Chapter 2 – Overview

As stated in Chapter 1, defining zones can be a useful approach to planning and executing a response, including predicting casualties and medical needs, determining where to locate staging areas, determining incident management requirements, assessing potential worker hazards, determining how to access affected areas, and prioritizing mission objectives especially for medical triage. The zones in this recommended approach are based on visual indicators of physical damage and on radiation levels that will need to be determined in the field. The basic zones were described in Chapter 1 and their use is elaborated here.

While not a focus of this document, establishing communications after a nuclear explosion is expected to be difficult due to local damage to communications infrastructure, and potentially damaging electromagnetic pulse (EMP). Communications among responders will be critical to effective response operations, and local planners are encouraged to consider emergency communications systems that may be utilized in the wake of a catastrophic incident. The ability to communicate directly to the public is also essential, and may be critical to saving lives after a nuclear explosion.

While presented generically here, response planning must be done on a city-specific basis using city-specific impact assessments. The priority of saving lives is emphasized together with protecting emergency response workers. In each case, the guiding principle when performing a response is to ensure that the overall benefits (primarily lives saved) outweigh the risks (primarily risks to response worker life and health). The guiding principle for planning a response action is to optimize the response by maximizing the total benefits expected and minimizing the total risk (radiation and non-radiation risks) to the responder. Thus, the risk-benefit balance must address not just a single mission under consideration, but the need for responders to continue response missions for days to come as the response progresses.

The goal of a zoned approach to nuclear detonation response is to save lives while also managing risks to emergency response worker life and health.

Required work:
(1) From the overview, repeat the passage starting at "As stated in" and ending at "is elaborated here.".
(2) Using the overview, mark each statement yes or no, and quote the words that decide it. (a) The zones rest partly on radiation levels measured in the field. (b) Setting up communications is a main focus of the document. (c) One general response plan can serve every city.

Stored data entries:

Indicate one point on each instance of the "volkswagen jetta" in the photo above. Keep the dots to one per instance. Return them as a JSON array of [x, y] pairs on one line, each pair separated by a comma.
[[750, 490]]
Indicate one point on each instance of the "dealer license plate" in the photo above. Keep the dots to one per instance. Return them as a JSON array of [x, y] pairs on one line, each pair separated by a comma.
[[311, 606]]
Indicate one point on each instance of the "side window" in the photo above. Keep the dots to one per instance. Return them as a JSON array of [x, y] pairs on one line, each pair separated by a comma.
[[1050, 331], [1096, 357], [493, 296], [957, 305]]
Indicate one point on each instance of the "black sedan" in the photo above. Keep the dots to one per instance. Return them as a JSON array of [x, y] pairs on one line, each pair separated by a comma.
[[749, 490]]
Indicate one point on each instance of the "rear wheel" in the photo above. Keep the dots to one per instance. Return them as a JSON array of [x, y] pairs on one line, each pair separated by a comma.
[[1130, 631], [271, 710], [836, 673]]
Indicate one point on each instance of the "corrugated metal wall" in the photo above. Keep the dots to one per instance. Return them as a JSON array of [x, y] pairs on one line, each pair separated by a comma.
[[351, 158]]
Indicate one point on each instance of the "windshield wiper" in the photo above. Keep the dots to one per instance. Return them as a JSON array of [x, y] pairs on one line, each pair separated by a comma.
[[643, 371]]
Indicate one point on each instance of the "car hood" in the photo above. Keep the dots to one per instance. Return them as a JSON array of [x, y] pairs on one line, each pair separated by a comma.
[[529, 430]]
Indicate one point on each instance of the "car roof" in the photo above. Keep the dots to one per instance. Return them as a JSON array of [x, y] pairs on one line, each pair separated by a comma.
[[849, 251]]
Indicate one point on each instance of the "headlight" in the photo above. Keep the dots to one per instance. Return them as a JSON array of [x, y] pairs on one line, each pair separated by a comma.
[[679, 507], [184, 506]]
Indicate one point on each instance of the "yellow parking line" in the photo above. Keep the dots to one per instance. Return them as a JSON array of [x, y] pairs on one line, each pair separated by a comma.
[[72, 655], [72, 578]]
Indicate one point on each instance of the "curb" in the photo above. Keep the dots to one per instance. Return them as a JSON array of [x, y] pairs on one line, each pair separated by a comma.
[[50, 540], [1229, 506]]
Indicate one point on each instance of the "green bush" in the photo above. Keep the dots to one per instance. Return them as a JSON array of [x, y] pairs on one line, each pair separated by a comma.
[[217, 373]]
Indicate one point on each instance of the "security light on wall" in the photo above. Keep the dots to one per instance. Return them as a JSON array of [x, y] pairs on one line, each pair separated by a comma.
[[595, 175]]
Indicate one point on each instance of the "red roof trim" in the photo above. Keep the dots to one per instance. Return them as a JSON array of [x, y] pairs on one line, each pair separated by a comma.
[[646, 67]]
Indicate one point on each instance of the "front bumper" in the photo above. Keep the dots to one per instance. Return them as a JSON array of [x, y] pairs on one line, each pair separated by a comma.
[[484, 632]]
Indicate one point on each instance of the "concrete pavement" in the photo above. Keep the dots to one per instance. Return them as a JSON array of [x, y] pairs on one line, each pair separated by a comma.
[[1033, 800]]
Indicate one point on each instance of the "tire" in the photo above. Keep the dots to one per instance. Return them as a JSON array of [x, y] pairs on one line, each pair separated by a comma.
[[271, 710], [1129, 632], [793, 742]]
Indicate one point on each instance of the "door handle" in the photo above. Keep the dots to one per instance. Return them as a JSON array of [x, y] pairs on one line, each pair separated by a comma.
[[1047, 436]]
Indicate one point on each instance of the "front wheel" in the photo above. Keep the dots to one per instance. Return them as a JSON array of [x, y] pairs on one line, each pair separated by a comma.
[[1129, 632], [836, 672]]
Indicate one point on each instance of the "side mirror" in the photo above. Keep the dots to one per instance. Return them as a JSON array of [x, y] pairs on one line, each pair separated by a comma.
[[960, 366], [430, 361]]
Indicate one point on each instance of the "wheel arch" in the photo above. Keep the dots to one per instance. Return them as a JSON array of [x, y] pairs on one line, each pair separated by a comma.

--

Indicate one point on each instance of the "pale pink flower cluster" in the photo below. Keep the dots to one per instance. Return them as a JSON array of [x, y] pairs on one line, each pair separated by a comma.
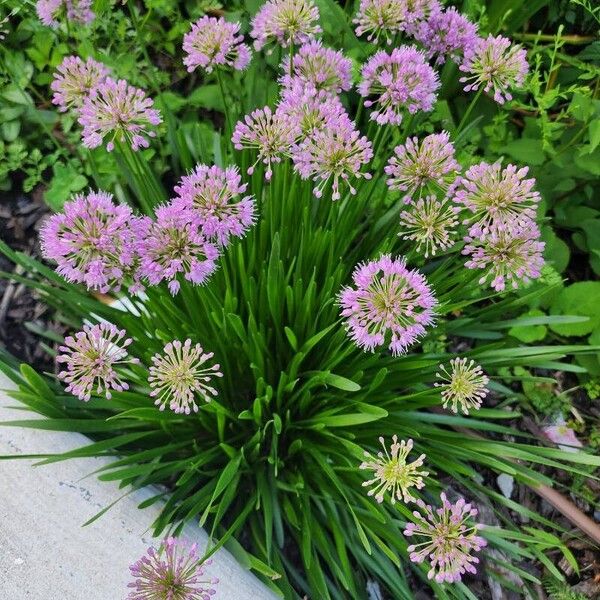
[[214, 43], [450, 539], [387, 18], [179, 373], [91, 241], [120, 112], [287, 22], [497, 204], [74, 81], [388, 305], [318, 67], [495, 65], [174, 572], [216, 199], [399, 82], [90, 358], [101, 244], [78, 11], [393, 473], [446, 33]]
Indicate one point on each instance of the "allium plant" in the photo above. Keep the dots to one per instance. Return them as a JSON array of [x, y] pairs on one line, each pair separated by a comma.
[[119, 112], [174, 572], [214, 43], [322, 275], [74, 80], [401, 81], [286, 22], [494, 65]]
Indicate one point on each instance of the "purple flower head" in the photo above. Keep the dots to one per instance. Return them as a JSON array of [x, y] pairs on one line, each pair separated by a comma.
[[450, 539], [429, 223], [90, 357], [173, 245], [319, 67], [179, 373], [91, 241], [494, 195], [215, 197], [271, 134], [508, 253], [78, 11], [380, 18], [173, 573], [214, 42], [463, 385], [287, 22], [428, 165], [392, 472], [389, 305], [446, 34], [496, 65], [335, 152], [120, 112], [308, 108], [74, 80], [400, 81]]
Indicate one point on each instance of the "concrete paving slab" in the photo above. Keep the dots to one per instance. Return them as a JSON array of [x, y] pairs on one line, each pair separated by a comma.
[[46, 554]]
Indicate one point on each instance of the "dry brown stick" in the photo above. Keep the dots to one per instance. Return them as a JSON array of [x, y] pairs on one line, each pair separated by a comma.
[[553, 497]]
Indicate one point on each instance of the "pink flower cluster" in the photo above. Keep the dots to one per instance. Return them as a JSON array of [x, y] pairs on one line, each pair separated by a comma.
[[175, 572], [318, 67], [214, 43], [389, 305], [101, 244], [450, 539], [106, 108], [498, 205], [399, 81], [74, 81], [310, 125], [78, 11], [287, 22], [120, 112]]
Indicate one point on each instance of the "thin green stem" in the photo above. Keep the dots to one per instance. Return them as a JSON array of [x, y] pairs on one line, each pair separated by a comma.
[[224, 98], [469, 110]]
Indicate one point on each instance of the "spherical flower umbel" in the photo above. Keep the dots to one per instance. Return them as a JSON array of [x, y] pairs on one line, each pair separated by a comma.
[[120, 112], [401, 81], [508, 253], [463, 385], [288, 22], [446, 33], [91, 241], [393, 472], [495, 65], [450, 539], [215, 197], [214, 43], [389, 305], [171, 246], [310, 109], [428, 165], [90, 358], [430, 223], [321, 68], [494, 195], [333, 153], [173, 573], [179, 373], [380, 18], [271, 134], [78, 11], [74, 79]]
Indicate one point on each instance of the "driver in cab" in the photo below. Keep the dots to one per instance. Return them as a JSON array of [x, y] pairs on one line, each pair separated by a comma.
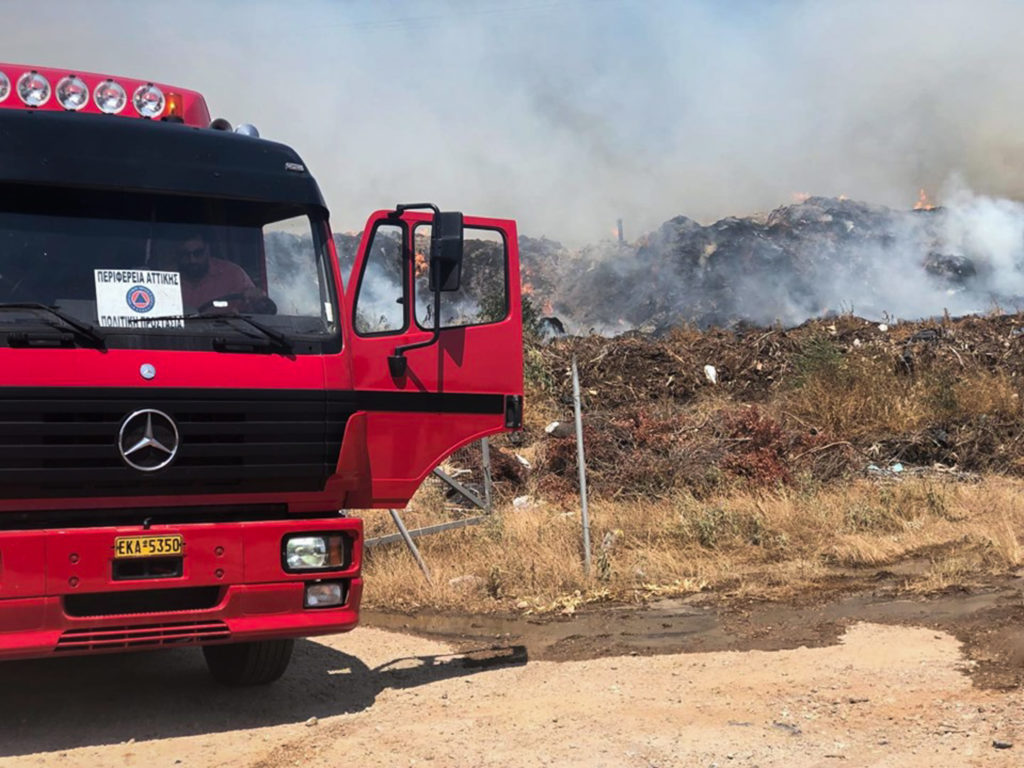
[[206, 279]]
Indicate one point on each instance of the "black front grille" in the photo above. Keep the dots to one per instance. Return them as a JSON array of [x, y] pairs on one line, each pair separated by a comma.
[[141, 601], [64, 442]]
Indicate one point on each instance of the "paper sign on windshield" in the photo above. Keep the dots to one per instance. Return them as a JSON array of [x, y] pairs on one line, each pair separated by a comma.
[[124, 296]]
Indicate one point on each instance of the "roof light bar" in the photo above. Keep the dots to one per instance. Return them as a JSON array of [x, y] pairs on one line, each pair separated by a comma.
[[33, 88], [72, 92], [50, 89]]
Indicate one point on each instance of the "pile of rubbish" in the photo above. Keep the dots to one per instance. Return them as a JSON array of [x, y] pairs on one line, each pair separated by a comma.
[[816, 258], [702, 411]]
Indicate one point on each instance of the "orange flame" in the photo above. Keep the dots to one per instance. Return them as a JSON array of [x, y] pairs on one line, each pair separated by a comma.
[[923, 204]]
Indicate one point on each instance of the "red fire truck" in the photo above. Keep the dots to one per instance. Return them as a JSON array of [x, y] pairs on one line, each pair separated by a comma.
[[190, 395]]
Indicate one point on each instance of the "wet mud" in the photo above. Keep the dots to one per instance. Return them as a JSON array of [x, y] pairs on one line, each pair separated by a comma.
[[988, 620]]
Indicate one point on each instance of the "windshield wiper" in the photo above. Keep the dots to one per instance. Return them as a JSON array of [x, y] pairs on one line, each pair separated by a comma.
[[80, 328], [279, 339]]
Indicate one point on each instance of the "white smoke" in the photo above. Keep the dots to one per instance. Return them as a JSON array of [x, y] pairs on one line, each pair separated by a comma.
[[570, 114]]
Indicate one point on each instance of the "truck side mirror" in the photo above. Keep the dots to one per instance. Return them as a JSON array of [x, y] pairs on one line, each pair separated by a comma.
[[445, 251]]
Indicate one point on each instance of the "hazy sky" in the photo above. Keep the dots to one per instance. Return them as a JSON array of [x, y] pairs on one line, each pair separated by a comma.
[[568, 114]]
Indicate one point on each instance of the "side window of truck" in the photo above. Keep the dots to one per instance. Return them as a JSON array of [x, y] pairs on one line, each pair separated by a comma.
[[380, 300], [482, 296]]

==

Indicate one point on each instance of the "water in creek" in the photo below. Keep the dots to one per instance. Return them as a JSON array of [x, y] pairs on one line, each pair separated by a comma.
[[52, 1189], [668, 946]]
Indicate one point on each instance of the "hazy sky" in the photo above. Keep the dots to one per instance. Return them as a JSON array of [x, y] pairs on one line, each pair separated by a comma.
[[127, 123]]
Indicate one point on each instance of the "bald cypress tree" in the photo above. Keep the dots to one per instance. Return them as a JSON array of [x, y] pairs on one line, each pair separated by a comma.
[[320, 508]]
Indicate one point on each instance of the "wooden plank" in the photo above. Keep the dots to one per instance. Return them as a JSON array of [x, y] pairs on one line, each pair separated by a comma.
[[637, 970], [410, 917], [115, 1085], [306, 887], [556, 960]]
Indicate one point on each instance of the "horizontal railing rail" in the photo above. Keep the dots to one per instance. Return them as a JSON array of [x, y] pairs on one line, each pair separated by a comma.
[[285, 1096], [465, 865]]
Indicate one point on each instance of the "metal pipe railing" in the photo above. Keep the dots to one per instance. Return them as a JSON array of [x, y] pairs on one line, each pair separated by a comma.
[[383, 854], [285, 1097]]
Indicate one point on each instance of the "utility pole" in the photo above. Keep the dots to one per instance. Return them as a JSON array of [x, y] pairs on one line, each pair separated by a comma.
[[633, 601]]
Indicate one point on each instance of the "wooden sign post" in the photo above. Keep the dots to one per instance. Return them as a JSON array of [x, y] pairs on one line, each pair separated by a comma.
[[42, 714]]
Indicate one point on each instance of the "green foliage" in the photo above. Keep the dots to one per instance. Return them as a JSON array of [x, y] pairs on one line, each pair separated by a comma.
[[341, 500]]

Responses for each task:
(1)
As stated in Chapter 1, defining zones can be a useful approach to planning and executing a response, including predicting casualties and medical needs, determining where to locate staging areas, determining incident management requirements, assessing potential worker hazards, determining how to access affected areas, and prioritizing mission objectives especially for medical triage. The zones in this recommended approach are based on visual indicators of physical damage and on radiation levels that will need to be determined in the field. The basic zones were described in Chapter 1 and their use is elaborated here.

(2)
(a) Yes: "on radiation levels that will need to be determined in the field"
(b) No: "While not a focus of this document, establishing communications after a nuclear explosion is expected to be difficult"
(c) No: "response planning must be done on a city-specific basis using city-specific impact assessments"